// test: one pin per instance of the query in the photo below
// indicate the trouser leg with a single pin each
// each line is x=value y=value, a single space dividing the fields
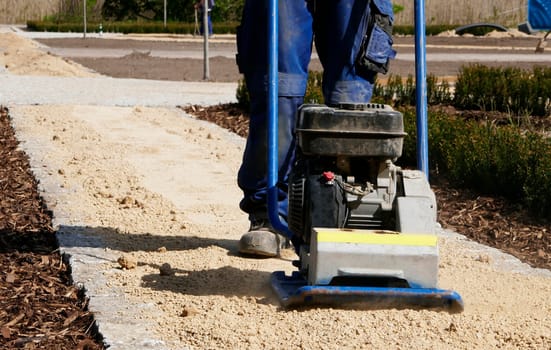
x=340 y=27
x=295 y=43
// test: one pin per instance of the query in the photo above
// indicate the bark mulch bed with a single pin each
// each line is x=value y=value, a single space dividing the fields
x=493 y=221
x=40 y=308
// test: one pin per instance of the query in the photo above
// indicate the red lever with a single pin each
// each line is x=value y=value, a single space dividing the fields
x=328 y=176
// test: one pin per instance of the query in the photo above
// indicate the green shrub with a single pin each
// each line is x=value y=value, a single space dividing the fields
x=140 y=27
x=510 y=90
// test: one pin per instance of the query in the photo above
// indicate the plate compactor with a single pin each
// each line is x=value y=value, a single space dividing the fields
x=367 y=226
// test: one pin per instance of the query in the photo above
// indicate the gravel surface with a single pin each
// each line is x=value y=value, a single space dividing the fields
x=155 y=186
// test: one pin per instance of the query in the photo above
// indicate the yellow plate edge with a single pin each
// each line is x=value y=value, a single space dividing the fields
x=375 y=237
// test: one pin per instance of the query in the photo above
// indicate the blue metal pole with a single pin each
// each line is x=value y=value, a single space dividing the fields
x=421 y=88
x=273 y=146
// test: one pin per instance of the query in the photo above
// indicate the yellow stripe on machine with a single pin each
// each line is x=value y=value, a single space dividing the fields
x=325 y=235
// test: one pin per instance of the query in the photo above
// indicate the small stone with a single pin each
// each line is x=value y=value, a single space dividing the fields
x=166 y=270
x=127 y=262
x=189 y=311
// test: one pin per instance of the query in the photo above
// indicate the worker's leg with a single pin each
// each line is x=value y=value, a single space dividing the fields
x=351 y=50
x=295 y=42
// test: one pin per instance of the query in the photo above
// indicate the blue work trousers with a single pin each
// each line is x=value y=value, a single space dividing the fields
x=339 y=28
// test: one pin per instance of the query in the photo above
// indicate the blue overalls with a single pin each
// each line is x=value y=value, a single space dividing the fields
x=346 y=33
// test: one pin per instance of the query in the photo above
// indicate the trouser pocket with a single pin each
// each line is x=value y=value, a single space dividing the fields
x=376 y=48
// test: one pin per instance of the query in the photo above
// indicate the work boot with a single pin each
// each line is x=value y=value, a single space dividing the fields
x=261 y=240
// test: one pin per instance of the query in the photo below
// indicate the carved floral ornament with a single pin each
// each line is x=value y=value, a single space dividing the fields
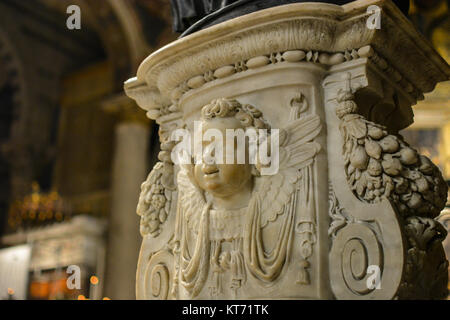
x=199 y=246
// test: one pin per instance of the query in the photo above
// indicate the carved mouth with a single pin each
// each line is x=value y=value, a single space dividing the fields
x=210 y=170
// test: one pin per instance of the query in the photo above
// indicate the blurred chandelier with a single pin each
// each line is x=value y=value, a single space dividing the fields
x=38 y=209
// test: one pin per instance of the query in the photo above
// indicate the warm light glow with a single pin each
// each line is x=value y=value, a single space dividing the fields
x=94 y=280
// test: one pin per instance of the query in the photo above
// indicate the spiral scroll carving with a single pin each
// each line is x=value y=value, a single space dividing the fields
x=157 y=276
x=355 y=248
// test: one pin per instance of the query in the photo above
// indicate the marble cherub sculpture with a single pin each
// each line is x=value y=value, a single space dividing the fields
x=234 y=226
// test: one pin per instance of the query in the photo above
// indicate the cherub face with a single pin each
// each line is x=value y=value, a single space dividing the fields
x=222 y=180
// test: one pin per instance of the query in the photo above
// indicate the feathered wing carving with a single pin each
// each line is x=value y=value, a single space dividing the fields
x=277 y=197
x=297 y=151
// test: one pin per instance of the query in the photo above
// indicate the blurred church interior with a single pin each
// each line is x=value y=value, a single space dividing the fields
x=74 y=149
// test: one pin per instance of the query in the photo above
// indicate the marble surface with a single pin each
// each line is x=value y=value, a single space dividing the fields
x=349 y=214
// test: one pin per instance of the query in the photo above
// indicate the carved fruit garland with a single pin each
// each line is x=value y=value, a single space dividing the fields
x=154 y=202
x=382 y=165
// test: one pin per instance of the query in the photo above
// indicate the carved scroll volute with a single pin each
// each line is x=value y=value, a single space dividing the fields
x=370 y=236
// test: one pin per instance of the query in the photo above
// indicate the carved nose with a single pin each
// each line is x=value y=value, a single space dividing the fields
x=209 y=169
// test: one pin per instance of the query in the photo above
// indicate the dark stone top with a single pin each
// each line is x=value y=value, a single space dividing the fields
x=194 y=15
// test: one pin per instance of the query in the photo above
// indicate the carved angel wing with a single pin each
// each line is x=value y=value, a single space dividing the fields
x=296 y=152
x=190 y=199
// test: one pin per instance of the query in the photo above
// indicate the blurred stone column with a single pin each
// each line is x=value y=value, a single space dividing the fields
x=130 y=166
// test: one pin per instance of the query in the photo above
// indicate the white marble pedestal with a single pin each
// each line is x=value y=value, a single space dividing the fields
x=361 y=206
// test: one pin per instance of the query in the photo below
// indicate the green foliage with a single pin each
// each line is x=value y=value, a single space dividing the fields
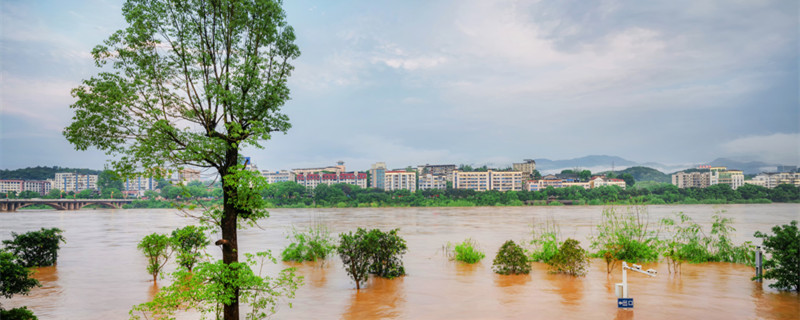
x=545 y=241
x=36 y=248
x=21 y=313
x=466 y=251
x=387 y=249
x=14 y=276
x=355 y=253
x=376 y=252
x=156 y=247
x=511 y=259
x=40 y=173
x=784 y=264
x=315 y=243
x=213 y=285
x=15 y=279
x=188 y=242
x=570 y=259
x=625 y=236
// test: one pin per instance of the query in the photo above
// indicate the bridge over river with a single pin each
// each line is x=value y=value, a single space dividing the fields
x=9 y=205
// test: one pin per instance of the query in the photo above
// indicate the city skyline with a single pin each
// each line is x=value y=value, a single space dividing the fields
x=465 y=82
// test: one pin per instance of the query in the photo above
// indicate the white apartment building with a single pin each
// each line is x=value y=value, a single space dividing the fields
x=278 y=176
x=488 y=180
x=11 y=186
x=772 y=180
x=397 y=180
x=431 y=181
x=69 y=181
x=41 y=186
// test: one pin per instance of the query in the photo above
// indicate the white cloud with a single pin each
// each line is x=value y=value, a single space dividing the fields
x=778 y=148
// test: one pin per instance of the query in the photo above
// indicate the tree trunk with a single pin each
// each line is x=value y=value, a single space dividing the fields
x=230 y=246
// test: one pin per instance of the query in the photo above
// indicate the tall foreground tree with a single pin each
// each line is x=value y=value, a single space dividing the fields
x=191 y=83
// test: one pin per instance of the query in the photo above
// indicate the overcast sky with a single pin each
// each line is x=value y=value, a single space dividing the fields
x=473 y=82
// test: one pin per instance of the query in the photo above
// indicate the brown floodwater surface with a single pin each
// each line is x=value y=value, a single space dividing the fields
x=100 y=274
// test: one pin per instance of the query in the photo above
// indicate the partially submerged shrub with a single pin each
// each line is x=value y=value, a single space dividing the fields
x=213 y=284
x=570 y=259
x=15 y=279
x=511 y=259
x=784 y=264
x=188 y=242
x=36 y=248
x=625 y=236
x=545 y=242
x=467 y=251
x=157 y=250
x=373 y=252
x=310 y=245
x=685 y=241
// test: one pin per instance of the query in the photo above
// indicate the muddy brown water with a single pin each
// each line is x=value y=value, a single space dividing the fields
x=100 y=275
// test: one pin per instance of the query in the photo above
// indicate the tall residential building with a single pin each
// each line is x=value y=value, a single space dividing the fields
x=431 y=181
x=445 y=170
x=378 y=175
x=139 y=185
x=277 y=176
x=772 y=180
x=506 y=180
x=691 y=179
x=526 y=167
x=312 y=180
x=488 y=180
x=398 y=180
x=597 y=182
x=11 y=186
x=41 y=186
x=721 y=175
x=70 y=181
x=338 y=168
x=188 y=175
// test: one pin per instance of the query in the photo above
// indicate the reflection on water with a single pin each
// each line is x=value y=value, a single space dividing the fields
x=100 y=274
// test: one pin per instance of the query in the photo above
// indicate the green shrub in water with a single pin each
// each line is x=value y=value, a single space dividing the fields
x=466 y=251
x=511 y=259
x=310 y=245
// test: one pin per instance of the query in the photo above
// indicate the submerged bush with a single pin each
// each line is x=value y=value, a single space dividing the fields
x=545 y=242
x=625 y=236
x=188 y=242
x=156 y=247
x=466 y=251
x=570 y=259
x=315 y=243
x=373 y=252
x=511 y=259
x=36 y=248
x=784 y=264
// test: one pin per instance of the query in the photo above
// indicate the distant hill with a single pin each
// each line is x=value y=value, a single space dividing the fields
x=40 y=173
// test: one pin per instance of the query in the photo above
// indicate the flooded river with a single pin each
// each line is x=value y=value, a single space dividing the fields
x=100 y=274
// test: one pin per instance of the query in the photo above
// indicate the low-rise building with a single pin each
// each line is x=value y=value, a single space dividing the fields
x=431 y=181
x=11 y=186
x=691 y=179
x=70 y=181
x=278 y=176
x=488 y=180
x=597 y=182
x=41 y=186
x=312 y=180
x=399 y=180
x=772 y=180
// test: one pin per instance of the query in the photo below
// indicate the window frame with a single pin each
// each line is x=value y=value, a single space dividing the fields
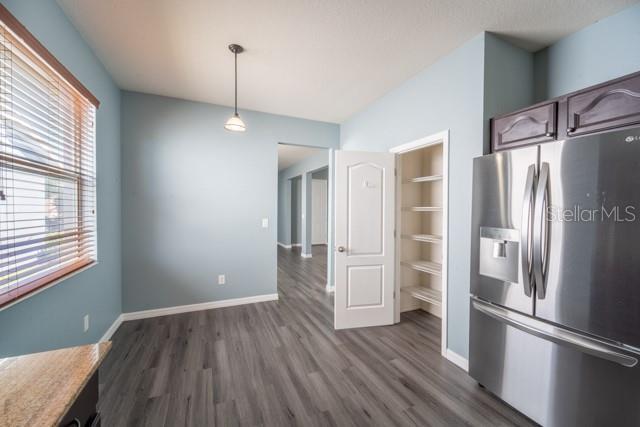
x=77 y=178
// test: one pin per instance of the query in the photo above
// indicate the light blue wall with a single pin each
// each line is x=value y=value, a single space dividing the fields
x=54 y=317
x=447 y=95
x=508 y=80
x=194 y=196
x=294 y=209
x=605 y=50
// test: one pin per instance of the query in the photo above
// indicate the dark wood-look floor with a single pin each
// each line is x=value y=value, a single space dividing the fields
x=281 y=363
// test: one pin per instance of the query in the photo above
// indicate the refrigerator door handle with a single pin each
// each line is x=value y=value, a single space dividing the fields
x=540 y=230
x=564 y=337
x=525 y=230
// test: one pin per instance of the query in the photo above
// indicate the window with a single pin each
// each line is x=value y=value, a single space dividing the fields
x=47 y=169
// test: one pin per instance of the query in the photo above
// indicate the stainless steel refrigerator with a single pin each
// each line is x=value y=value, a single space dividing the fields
x=555 y=279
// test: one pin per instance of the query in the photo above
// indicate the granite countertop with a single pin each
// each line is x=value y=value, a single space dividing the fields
x=38 y=389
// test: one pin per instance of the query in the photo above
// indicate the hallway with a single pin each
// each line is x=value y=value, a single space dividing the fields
x=281 y=363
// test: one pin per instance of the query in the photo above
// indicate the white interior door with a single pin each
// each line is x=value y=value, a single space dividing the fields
x=319 y=209
x=364 y=242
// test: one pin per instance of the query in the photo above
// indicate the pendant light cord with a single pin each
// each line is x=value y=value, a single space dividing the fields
x=235 y=56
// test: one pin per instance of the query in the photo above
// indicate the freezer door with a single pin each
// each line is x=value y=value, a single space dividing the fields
x=554 y=376
x=587 y=235
x=503 y=186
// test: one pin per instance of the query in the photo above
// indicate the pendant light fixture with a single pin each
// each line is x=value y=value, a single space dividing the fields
x=235 y=123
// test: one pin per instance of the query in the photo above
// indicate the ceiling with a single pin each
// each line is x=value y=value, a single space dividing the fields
x=316 y=59
x=291 y=154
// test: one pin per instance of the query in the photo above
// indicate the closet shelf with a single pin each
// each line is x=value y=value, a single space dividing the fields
x=422 y=209
x=429 y=238
x=424 y=266
x=428 y=178
x=422 y=293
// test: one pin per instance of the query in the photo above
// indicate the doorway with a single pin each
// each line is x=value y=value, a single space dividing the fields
x=304 y=203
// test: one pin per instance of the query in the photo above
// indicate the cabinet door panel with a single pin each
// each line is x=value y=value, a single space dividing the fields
x=531 y=126
x=605 y=107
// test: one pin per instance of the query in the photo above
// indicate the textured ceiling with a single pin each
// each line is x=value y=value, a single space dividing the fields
x=289 y=155
x=317 y=59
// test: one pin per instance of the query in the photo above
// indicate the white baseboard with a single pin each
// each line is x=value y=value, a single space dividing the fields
x=144 y=314
x=457 y=360
x=112 y=329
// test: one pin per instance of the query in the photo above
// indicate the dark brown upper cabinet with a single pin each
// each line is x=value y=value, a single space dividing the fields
x=611 y=105
x=529 y=126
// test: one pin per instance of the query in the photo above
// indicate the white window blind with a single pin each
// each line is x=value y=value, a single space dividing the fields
x=47 y=171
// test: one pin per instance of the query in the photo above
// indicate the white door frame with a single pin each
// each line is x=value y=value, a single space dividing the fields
x=437 y=138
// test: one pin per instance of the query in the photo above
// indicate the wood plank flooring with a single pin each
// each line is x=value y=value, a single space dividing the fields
x=281 y=363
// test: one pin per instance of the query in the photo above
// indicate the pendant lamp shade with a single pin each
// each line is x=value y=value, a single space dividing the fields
x=235 y=123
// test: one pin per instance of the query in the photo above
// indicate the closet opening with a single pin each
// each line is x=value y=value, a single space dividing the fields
x=421 y=228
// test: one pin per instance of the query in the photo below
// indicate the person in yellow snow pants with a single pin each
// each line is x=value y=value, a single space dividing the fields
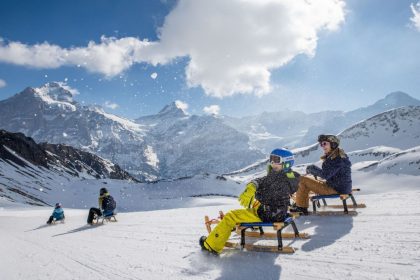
x=221 y=233
x=266 y=199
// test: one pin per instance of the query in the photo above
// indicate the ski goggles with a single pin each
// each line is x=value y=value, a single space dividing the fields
x=323 y=143
x=275 y=159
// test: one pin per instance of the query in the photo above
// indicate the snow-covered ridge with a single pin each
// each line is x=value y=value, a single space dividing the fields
x=30 y=172
x=404 y=162
x=397 y=128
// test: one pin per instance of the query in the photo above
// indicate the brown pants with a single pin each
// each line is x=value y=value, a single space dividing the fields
x=308 y=184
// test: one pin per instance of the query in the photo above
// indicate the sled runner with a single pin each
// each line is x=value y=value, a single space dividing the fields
x=344 y=197
x=61 y=221
x=106 y=218
x=241 y=229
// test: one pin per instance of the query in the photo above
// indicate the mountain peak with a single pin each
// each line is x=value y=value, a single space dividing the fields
x=397 y=99
x=175 y=109
x=57 y=91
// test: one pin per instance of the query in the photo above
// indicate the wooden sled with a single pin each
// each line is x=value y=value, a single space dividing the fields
x=106 y=219
x=260 y=248
x=54 y=222
x=241 y=229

#### [Assignment]
Starting with the opening line of the listing, write out each line exactly until the line that contains "lever with a single pin each" has been included; skip the pictures.

#### [Solution]
// test: one pin per instance of the query in the photo below
// indicate the trouser leg with a single pin each
// each line is x=value y=value, a single space dividing the fields
x=340 y=27
x=295 y=43
// test: one pin per instance of the query in the photo above
// indicate the bark mulch bed with a single pin each
// each line is x=value y=value, a single space dividing the fields
x=493 y=221
x=40 y=308
// test: one pin per instance of the query in the photo above
// indicate the red lever with a single pin each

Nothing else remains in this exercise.